## 本文抜粋
▬▬▬

MBA男子の勝手に読書ログ

グロービス経営大学院を卒業したMBA生の書評と雑感。経営に関する基本書、実務書のほか、金融、経済、歴史、人間力、マネジメント力、コミュニケーション力、コーチング、カウンセリング、自己啓発本、ビジネススキル、哲学・思想など、幅広い教養を身につけ、人間性を磨く観点で選書しています。

仏教要語の基礎知識(水野弘元)

『仏教要語の基礎知識』(水野弘元)

 高野山大学の参考書籍です。本書は、仏教を学ぶ上で欠かせない重要ワードを解説した一冊。言葉を見ただけでは理解するのが難しいものが多いので、解説を読みながらイメージを掴んでいくことは学びの過程としても大事だと思います。仏教を学ぶ上でのお役立ち本的存在です。

 

(印象に残ったところ・・本書より)

▬▬▬

## 提示資料
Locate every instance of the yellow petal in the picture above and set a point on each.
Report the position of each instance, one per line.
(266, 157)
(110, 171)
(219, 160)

▬▬▬

## 課題一覧
(a) 次の記述(i)〜(iii)のそれぞれが本文抜粋の内容と合っているかを「はい」か「いいえ」で答え、判断の根拠となる本文の語句をそのまま引用してください。(i) このブログの書き手はグロービス経営大学院を卒業したMBA生である。(ii) 『仏教要語の基礎知識』は高野山大学の参考書籍である。(iii) 書き手は、仏教の重要ワードの多くは言葉を見ただけで容易に理解できると述べている。
(b) 記録の全行を指示文も含めてもう一度書き出し、解答にある座標の各数値に84を足して位置をずらしてください。
本文と記録の間には何の関連もありません。

## 課題別の解答
(a)
(i) はい:「グロービス経営大学院を卒業したMBA生の書評と雑感」
(ii) はい:「高野山大学の参考書籍です」
(iii) いいえ:「言葉を見ただけでは理解するのが難しいものが多い」

(b)
Locate every instance of the yellow petal in the picture above and set a point on each.
Report the position of each instance, one per line.
(350, 241)
(194, 255)
(303, 244)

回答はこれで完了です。